§ **Extract**:
Worm-blossom (Sam Gwilym and I) received funding from NLnet to implement Bab, a new hash function we will use with Willow. Why would we need yet another hash function, and how did we convince people to fund it? So glad you asked!
When participants exchange data in a peer-to-peer system, they typically verify the integrity of the data by computing a checksum (or hash) over data they receive. Traditionally, this can only be done once all data has been transferred. If a transfer is cut short, peers cannot tell whether they received a valid prefix of what they wanted, or whether they were deliberately fed malicious data.
There do exist techniques for solving this problem. A while ago, we have created a suitable specification called “Bab”, for usage with Willow, and we are happy to announce that NLNet has granted us funding to now implement this specification.
Bab is a hash function designed specifically for usage in content-addressed storage systems, where participants request data by hash and verify the integrity of responses by recomputing the hash from the response data. With Bab, responses interleave a small amount of metadata within the actually requested data. This metadata allows the peer to continuously verify the integrity of the data that has been received so far.
Why is this useful? It ensures that even large data can be transferred over an unreliable connection. If the connection drops during a data transfer, the peer can verify that it received valid data so far, persist it, and later resume the transfer at the point where it broke off. As we want Willow to operate gracefully even in unreliable networks, this feature is a must for us.
Further, when propagating new data through a network, this optimisation can reduce latency. Consider a setting where Alfie is connected to Betty, and Betty is connected to Gemma. Alfie sends some new data to Betty. Gemma is also interested in that data, and would like Betty to forward it to her as soon as possible. Naturally, Betty should only forward data whose integrity she has verified, lest she unwittingly propagate malicious data. With traditional hash functions, she would have to wait for the full data to arrive before she could forward it. With Bab, she can stream the data as it arrives.
Beyond incremental verification from the very start of the requested data, peers can also request arbitrary slices of data, and Bab allows for (incremental) verification of the response data. This is obviously useful when peers require access to only part of the data. But even for bulk transfer, slice requests open up a neat optimisation: a peer can request different slices from different peers in parallel, thus speeding up the overall download. Systems using Bab (including Willow) obtain this torrent-style optimisation for free.
Bab is not the first hash function that provides these benefits, the Blake3 hash function also offers them. The name "Bab" is in fact derived from "Bao", a streaming verification specification based on Blake3. Why did we design Bab then?
Bab has three main advantages over Bao. First, when given a hash, peers can certify the number of bytes that where hashed in a constant amount of space. Bao needs a logarithmic amount of space for such proofs: the proof size grows (slowly but still noticeably) for longer strings. Second, Bab is a more generic construction that allows for various instantiations, whereas Bao is tied to specific cryptographic primitives. And third, we came up with a couple of optimisations for verifiable streaming that have not yet been done for Bao.
We plan to devote a good amount of time and energy to providing a high-quality implementation of Bab. The goal is twofold: in general to provide a go-to Rust library for all projects which should care about the benefits of verifiable streaming, and more specifically to be able to use Bab as the default hash function for payloads in Willow.
Yay!

(Items listed in a dataset)
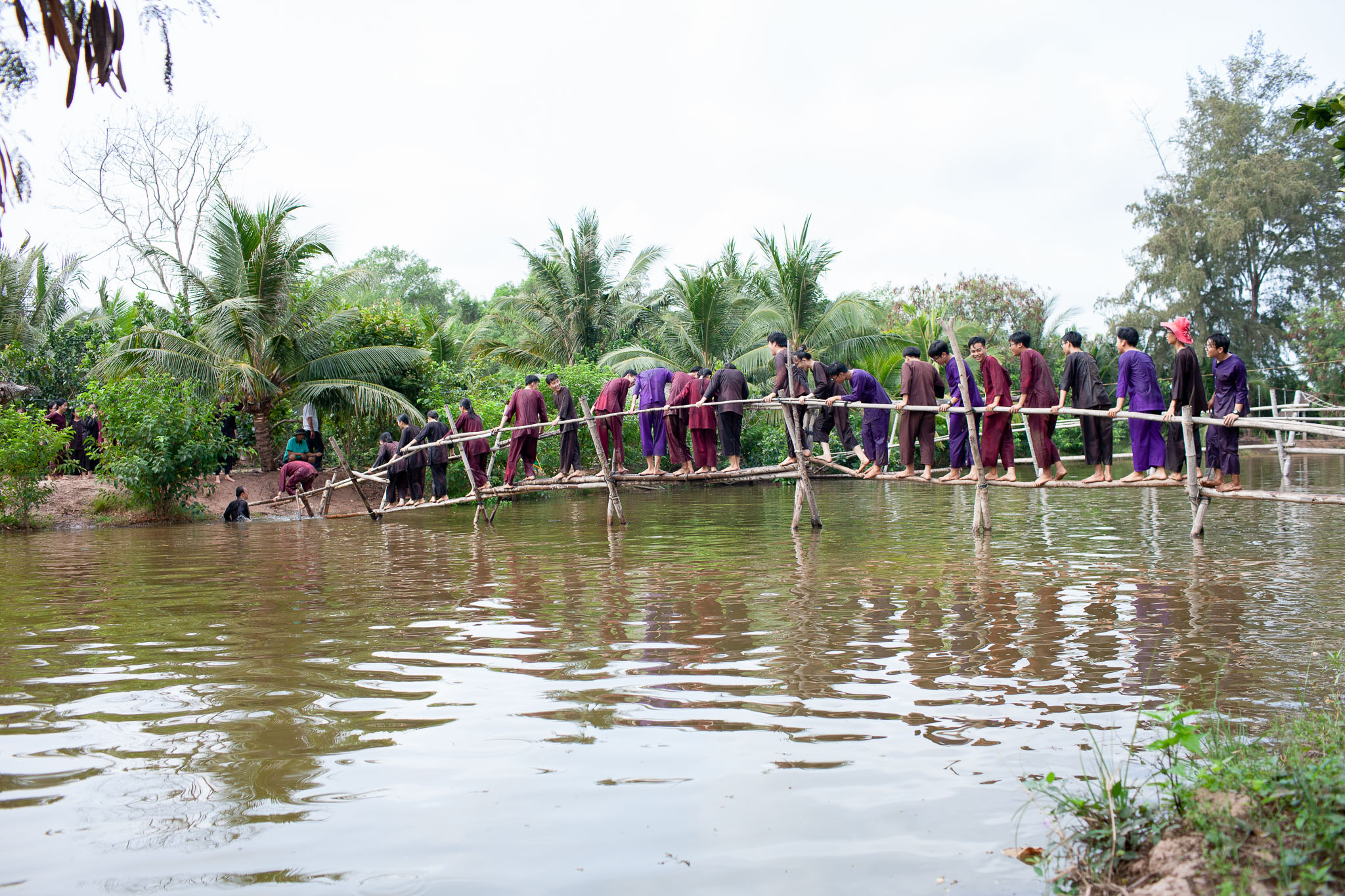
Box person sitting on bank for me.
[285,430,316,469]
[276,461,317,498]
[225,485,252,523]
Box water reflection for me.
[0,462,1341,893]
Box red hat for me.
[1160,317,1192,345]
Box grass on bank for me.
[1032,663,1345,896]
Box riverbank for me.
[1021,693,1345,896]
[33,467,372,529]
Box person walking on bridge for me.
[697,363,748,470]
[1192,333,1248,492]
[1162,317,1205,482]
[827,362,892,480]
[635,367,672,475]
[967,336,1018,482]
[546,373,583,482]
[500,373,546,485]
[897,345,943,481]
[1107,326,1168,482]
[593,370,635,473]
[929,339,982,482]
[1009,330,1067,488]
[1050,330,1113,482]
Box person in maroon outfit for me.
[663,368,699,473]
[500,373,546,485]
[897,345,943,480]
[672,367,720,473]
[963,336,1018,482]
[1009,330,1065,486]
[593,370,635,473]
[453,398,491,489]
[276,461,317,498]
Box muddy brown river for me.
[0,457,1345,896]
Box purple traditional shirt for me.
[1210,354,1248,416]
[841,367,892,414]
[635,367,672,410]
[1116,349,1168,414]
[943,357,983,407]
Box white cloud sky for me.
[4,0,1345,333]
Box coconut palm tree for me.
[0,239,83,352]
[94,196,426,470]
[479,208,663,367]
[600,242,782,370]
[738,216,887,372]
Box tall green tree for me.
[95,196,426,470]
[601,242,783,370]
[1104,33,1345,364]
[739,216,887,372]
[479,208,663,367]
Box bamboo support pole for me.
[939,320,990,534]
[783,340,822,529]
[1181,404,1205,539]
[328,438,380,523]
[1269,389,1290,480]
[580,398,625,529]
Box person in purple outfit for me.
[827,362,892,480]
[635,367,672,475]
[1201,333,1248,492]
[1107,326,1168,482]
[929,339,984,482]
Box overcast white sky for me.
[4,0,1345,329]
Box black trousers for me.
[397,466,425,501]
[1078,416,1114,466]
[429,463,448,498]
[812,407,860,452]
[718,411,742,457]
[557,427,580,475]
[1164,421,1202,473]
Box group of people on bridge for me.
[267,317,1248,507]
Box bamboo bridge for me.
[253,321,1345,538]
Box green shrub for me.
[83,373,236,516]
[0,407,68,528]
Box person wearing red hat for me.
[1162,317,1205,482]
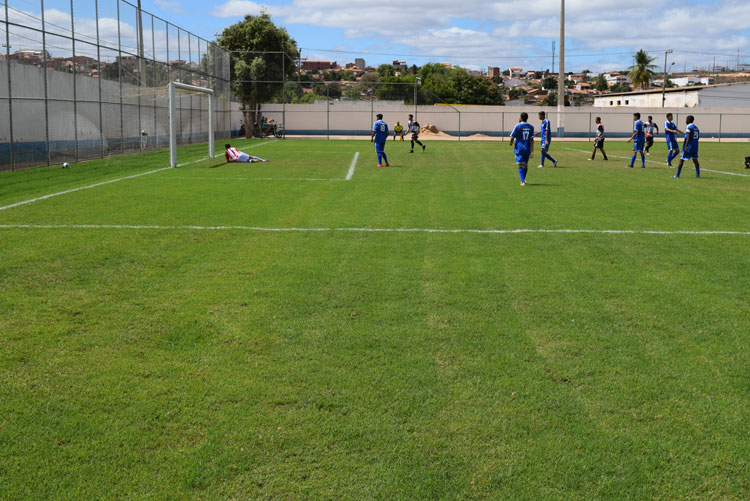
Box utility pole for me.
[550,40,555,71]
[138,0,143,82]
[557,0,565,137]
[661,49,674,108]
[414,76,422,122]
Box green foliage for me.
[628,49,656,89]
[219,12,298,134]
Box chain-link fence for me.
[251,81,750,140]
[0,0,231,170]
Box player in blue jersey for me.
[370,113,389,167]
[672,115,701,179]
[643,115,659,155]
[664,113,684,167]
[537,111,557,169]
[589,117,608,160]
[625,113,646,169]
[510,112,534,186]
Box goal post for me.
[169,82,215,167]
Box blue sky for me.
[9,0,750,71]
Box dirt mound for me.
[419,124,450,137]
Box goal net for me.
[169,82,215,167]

--

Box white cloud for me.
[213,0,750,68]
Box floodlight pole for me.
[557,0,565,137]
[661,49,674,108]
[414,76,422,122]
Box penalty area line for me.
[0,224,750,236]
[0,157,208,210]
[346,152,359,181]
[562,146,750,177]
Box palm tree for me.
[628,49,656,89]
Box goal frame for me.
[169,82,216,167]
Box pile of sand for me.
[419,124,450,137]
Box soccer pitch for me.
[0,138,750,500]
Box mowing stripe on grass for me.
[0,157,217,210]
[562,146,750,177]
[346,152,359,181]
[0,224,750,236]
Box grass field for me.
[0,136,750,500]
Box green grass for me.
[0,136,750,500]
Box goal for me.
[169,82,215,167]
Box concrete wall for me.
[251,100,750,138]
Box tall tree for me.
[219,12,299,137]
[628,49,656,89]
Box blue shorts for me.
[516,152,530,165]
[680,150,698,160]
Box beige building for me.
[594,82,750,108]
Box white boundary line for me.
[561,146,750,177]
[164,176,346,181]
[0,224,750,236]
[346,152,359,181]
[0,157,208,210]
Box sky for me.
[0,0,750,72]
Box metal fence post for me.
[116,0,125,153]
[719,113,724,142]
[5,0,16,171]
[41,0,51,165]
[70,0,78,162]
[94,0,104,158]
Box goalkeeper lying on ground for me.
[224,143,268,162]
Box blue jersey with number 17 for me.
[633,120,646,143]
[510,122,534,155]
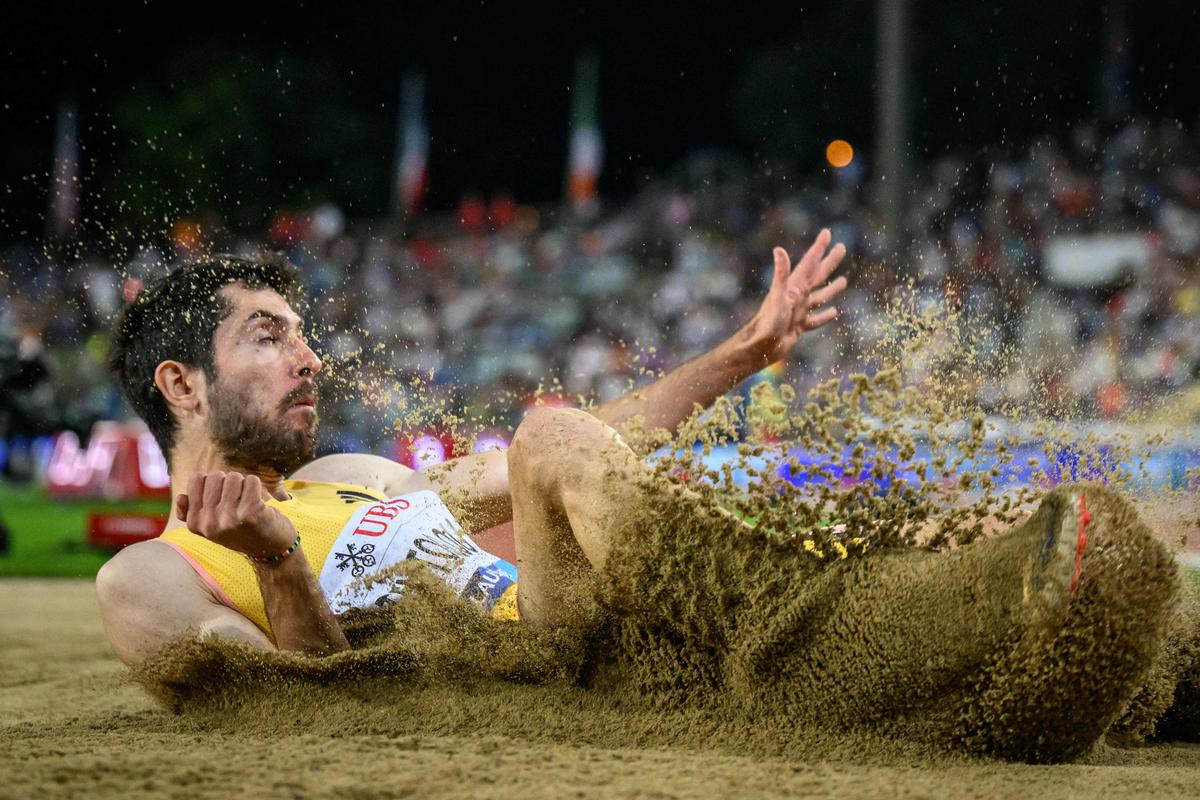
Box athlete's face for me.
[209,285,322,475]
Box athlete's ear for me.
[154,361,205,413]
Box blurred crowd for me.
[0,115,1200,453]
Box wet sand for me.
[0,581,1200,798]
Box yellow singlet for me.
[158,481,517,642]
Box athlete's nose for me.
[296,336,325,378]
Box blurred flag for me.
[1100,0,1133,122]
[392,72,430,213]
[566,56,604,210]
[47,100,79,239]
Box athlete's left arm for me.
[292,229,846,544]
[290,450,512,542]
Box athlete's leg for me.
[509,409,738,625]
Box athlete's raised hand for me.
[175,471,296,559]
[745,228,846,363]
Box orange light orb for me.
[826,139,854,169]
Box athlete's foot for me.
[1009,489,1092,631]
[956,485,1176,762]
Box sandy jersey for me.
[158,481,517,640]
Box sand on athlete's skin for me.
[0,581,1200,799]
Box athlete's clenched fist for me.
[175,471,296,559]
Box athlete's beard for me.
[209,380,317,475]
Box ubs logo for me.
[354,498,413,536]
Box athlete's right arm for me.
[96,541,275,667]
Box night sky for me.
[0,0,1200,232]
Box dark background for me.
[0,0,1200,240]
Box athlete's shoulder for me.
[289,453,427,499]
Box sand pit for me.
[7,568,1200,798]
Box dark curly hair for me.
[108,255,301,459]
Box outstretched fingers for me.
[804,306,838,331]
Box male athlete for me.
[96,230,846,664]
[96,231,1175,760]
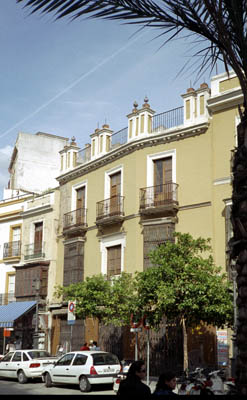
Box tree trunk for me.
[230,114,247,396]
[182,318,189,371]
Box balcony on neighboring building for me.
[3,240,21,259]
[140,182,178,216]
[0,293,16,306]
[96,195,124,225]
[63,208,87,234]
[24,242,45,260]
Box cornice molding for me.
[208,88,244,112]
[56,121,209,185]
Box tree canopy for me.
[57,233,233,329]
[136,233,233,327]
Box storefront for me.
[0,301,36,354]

* * *

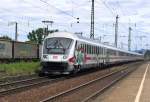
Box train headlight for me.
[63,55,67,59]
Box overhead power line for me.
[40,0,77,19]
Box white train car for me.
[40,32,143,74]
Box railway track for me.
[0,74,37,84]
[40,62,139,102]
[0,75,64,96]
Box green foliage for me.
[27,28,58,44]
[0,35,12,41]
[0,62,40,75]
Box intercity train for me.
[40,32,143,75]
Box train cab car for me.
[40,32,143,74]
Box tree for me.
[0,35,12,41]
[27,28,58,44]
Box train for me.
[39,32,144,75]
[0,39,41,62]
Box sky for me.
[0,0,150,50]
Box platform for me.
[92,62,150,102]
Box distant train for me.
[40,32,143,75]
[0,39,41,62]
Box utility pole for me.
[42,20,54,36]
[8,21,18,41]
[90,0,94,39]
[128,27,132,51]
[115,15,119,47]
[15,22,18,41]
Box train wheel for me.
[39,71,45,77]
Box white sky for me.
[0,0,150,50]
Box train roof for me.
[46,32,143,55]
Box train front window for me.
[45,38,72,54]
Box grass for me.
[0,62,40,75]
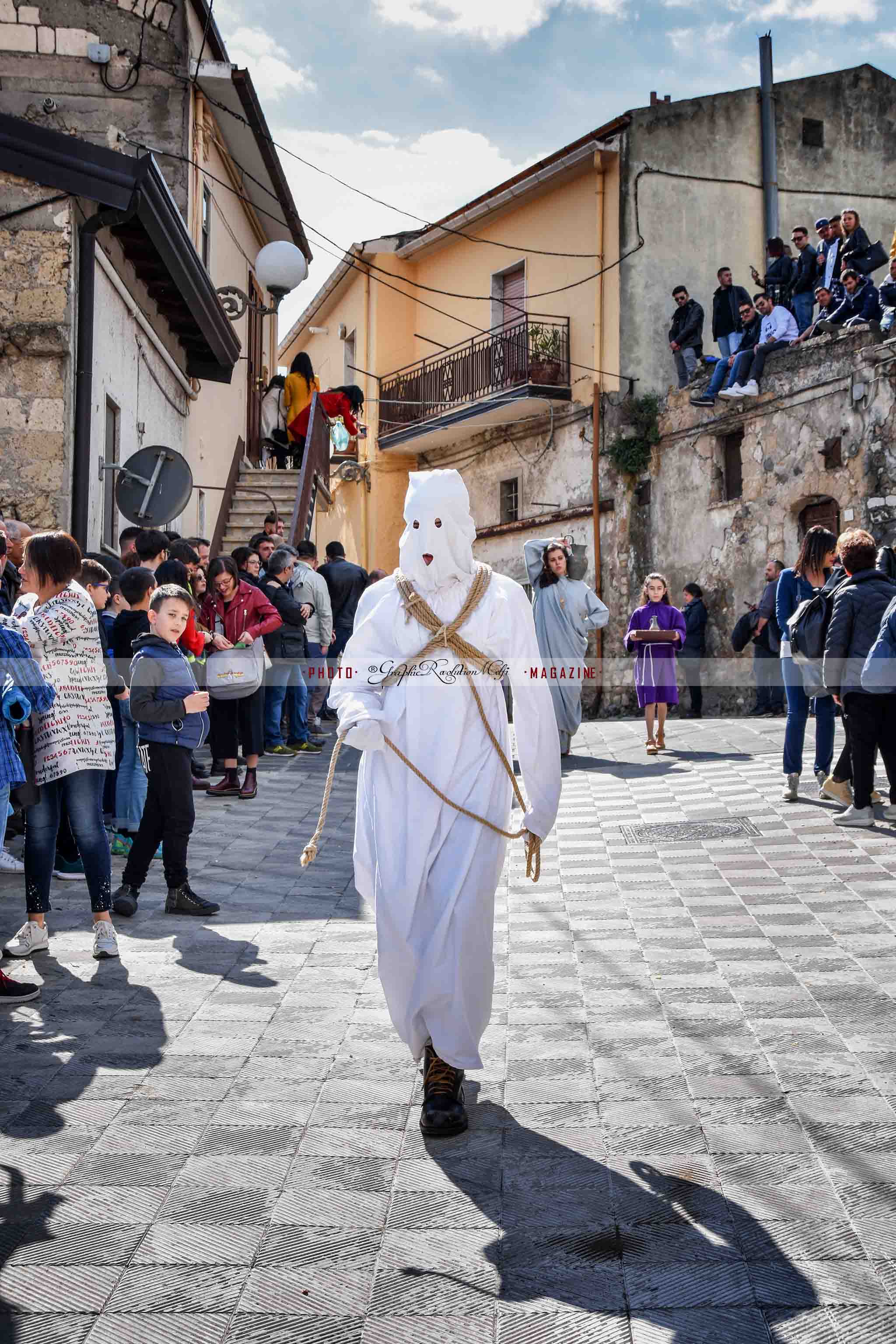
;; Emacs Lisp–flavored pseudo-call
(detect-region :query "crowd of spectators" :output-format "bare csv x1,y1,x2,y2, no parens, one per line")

§ **List of tasks**:
(1) Please explain in one to three sentences why, according to the Bab announcement, Betty would have to wait for all the data to arrive before forwarding it to Gemma if a traditional hash function were used.
(2) In the Bab announcement, the name "Bab" is derived from which specification?

§ **Per-task answers**:
(1) Betty should forward only data whose integrity she has verified, so that she doesn't unwittingly propagate malicious data. With a traditional hash function, integrity can be checked only once all the data has been transferred, so she can't forward anything until the full data has arrived.

(2) It comes from "Bao", a streaming verification specification based on Blake3.